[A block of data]
-- START --

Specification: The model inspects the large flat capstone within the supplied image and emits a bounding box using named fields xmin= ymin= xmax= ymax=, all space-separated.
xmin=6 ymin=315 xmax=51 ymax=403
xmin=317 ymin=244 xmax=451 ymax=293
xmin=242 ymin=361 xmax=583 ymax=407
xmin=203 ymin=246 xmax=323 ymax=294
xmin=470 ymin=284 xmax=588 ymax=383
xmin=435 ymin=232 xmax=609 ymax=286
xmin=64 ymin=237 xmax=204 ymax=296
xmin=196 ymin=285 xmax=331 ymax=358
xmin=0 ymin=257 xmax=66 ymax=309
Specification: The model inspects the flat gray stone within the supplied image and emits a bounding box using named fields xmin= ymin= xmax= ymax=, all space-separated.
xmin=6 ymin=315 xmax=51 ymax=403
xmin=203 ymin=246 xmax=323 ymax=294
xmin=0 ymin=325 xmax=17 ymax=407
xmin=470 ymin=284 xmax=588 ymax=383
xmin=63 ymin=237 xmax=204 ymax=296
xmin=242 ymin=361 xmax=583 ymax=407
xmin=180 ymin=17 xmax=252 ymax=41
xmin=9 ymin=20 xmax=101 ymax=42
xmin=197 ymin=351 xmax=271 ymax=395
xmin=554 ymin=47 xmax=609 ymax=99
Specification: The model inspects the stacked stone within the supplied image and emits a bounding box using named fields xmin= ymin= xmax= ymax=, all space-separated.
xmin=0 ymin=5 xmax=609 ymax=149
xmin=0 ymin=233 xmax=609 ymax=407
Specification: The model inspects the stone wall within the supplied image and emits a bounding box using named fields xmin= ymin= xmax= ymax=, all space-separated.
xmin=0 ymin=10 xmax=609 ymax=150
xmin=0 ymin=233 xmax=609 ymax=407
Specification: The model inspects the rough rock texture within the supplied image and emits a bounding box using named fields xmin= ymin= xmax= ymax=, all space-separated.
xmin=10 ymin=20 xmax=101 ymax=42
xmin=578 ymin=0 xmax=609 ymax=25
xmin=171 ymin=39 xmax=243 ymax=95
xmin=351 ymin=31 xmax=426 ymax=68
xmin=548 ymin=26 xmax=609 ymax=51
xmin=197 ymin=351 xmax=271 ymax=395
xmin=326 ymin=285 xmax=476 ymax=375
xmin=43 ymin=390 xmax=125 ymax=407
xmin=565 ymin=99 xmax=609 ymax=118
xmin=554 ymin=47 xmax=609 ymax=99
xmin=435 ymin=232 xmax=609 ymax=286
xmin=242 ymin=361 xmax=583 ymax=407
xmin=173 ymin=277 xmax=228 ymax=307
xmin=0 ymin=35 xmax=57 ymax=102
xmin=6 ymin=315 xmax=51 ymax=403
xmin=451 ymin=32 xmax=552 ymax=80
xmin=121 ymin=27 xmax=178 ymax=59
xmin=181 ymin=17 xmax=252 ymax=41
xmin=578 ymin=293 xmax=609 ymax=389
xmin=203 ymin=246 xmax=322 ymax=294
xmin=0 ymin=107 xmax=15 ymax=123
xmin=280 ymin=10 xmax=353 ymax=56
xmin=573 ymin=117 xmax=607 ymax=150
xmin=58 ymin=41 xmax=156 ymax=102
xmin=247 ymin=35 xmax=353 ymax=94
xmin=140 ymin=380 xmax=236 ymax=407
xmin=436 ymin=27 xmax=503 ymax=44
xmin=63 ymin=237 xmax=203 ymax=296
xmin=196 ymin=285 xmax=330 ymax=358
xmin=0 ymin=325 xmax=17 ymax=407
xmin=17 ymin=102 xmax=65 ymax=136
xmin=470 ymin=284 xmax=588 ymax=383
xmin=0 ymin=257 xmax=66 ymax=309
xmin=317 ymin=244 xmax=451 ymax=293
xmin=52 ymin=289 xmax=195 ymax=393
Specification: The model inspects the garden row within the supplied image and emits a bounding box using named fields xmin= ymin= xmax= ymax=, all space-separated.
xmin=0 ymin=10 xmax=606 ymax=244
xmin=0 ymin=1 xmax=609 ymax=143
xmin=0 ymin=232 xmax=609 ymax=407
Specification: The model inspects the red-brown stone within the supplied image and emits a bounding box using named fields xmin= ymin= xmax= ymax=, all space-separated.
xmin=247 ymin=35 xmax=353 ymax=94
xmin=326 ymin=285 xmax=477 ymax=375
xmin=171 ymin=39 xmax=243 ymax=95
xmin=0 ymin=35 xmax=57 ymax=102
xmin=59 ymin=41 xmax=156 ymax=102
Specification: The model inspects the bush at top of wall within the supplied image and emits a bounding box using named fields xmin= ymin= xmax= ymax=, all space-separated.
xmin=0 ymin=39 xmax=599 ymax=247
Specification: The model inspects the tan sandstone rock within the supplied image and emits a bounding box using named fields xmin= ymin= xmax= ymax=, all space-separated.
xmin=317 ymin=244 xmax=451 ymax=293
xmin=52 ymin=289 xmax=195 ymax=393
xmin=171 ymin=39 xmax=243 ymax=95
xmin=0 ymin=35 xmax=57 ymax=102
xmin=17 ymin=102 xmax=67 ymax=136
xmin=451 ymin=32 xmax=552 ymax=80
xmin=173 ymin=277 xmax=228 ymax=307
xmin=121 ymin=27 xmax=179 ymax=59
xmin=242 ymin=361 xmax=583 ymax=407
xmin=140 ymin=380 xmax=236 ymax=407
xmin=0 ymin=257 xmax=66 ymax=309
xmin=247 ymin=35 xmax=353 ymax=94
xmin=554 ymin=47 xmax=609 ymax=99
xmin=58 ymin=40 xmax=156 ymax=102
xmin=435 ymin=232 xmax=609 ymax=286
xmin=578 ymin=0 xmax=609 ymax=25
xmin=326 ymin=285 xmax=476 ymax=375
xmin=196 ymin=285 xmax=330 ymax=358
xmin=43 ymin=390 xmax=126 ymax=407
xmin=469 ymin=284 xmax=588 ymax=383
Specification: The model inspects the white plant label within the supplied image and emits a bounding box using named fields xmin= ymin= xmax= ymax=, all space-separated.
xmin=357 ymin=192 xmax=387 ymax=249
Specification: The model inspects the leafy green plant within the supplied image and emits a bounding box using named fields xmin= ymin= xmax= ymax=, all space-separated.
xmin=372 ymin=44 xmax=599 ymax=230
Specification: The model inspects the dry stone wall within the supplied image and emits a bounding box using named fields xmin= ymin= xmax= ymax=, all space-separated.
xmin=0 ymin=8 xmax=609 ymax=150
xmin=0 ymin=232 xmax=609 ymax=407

-- END --

Swap "supplied" for "provided" throughout the records above, and reproduce them with everything else left unchanged.

Specification: The model inspects the large flat capstone within the provided image and emits a bounding box using named fields xmin= ymin= xmax= ymax=, all space-separated.
xmin=6 ymin=315 xmax=51 ymax=403
xmin=317 ymin=244 xmax=451 ymax=293
xmin=242 ymin=361 xmax=583 ymax=407
xmin=203 ymin=246 xmax=323 ymax=294
xmin=470 ymin=284 xmax=588 ymax=383
xmin=435 ymin=232 xmax=609 ymax=286
xmin=64 ymin=237 xmax=204 ymax=296
xmin=196 ymin=285 xmax=331 ymax=358
xmin=0 ymin=257 xmax=66 ymax=309
Specification: The model inspects the flat gray stone within the provided image and emits a bounding box using named fields xmin= ymin= xmax= ymax=, all space-separated.
xmin=6 ymin=315 xmax=51 ymax=403
xmin=203 ymin=246 xmax=323 ymax=294
xmin=0 ymin=325 xmax=17 ymax=407
xmin=470 ymin=284 xmax=588 ymax=383
xmin=63 ymin=237 xmax=204 ymax=296
xmin=242 ymin=361 xmax=583 ymax=407
xmin=180 ymin=17 xmax=252 ymax=41
xmin=9 ymin=20 xmax=101 ymax=42
xmin=197 ymin=351 xmax=271 ymax=395
xmin=554 ymin=47 xmax=609 ymax=99
Specification: The model inspects the stacked stone within the provided image and emits a bounding box using named fields xmin= ymin= xmax= ymax=, all space-separated.
xmin=0 ymin=5 xmax=609 ymax=149
xmin=0 ymin=233 xmax=609 ymax=407
Specification: The model inspects the stone wall within the provided image and emits a bounding box using named fields xmin= ymin= xmax= ymax=, all space-separated.
xmin=0 ymin=10 xmax=609 ymax=150
xmin=0 ymin=233 xmax=609 ymax=407
Specification: The model inspects the rough rock texture within the provided image and emits a bounding box using named fields xmin= ymin= xmax= ymax=, all space-separated.
xmin=10 ymin=20 xmax=101 ymax=42
xmin=578 ymin=0 xmax=609 ymax=25
xmin=171 ymin=39 xmax=243 ymax=95
xmin=351 ymin=31 xmax=426 ymax=68
xmin=548 ymin=26 xmax=609 ymax=51
xmin=197 ymin=351 xmax=271 ymax=395
xmin=326 ymin=285 xmax=476 ymax=375
xmin=43 ymin=390 xmax=125 ymax=407
xmin=565 ymin=99 xmax=609 ymax=118
xmin=554 ymin=47 xmax=609 ymax=99
xmin=435 ymin=232 xmax=609 ymax=286
xmin=242 ymin=361 xmax=583 ymax=407
xmin=173 ymin=277 xmax=228 ymax=307
xmin=0 ymin=35 xmax=57 ymax=102
xmin=6 ymin=315 xmax=51 ymax=403
xmin=451 ymin=32 xmax=552 ymax=80
xmin=121 ymin=27 xmax=178 ymax=59
xmin=181 ymin=17 xmax=252 ymax=41
xmin=578 ymin=293 xmax=609 ymax=389
xmin=203 ymin=246 xmax=322 ymax=294
xmin=0 ymin=107 xmax=15 ymax=123
xmin=280 ymin=10 xmax=353 ymax=56
xmin=573 ymin=117 xmax=607 ymax=150
xmin=58 ymin=41 xmax=156 ymax=102
xmin=247 ymin=35 xmax=353 ymax=94
xmin=140 ymin=380 xmax=236 ymax=407
xmin=436 ymin=27 xmax=503 ymax=44
xmin=63 ymin=237 xmax=203 ymax=296
xmin=196 ymin=285 xmax=330 ymax=358
xmin=0 ymin=325 xmax=17 ymax=407
xmin=17 ymin=102 xmax=65 ymax=136
xmin=470 ymin=284 xmax=588 ymax=383
xmin=0 ymin=257 xmax=66 ymax=309
xmin=317 ymin=244 xmax=451 ymax=293
xmin=52 ymin=289 xmax=195 ymax=393
Specification: The model inspects the garden row within the provided image and emits a bounding box using named fields xmin= ymin= xmax= ymax=, all space-separated.
xmin=0 ymin=10 xmax=606 ymax=244
xmin=0 ymin=1 xmax=609 ymax=143
xmin=0 ymin=232 xmax=609 ymax=407
Specification: The model inspects the red-brown stone within the provided image and emits a bounding box using named fields xmin= ymin= xmax= ymax=, all space-separated.
xmin=247 ymin=35 xmax=353 ymax=94
xmin=326 ymin=285 xmax=477 ymax=375
xmin=171 ymin=39 xmax=243 ymax=95
xmin=0 ymin=35 xmax=57 ymax=102
xmin=59 ymin=41 xmax=156 ymax=102
Specification: The model inspects the bush at top of wall within the provided image and emits a bounding box using named fields xmin= ymin= xmax= ymax=, all space-separated.
xmin=0 ymin=39 xmax=599 ymax=247
Specification: The model inspects the tan sandstone rock within the provided image and emits a bounding box using named fields xmin= ymin= xmax= ymax=, all space-separated.
xmin=317 ymin=244 xmax=451 ymax=293
xmin=52 ymin=289 xmax=195 ymax=393
xmin=171 ymin=39 xmax=243 ymax=95
xmin=0 ymin=35 xmax=57 ymax=102
xmin=17 ymin=102 xmax=67 ymax=136
xmin=451 ymin=32 xmax=552 ymax=80
xmin=173 ymin=277 xmax=228 ymax=307
xmin=121 ymin=27 xmax=179 ymax=59
xmin=242 ymin=361 xmax=583 ymax=407
xmin=140 ymin=380 xmax=236 ymax=407
xmin=0 ymin=257 xmax=66 ymax=309
xmin=247 ymin=35 xmax=353 ymax=94
xmin=554 ymin=47 xmax=609 ymax=99
xmin=58 ymin=40 xmax=156 ymax=102
xmin=435 ymin=232 xmax=609 ymax=286
xmin=578 ymin=0 xmax=609 ymax=25
xmin=326 ymin=285 xmax=476 ymax=375
xmin=196 ymin=285 xmax=330 ymax=358
xmin=43 ymin=390 xmax=126 ymax=407
xmin=469 ymin=284 xmax=588 ymax=383
Specification: The model inspects the white plant label within the provided image and emits a bounding box using named fields xmin= ymin= xmax= ymax=, all space-separated.
xmin=357 ymin=192 xmax=387 ymax=249
Specification: The model inspects the leafy green plant within the provided image and emits a bounding box using named fields xmin= ymin= xmax= ymax=, all space-separated.
xmin=372 ymin=44 xmax=599 ymax=230
Specification: The model inspects the dry stone wall within the provided image and emits a bounding box using named fields xmin= ymin= xmax= ymax=, all space-separated.
xmin=0 ymin=8 xmax=609 ymax=150
xmin=0 ymin=232 xmax=609 ymax=407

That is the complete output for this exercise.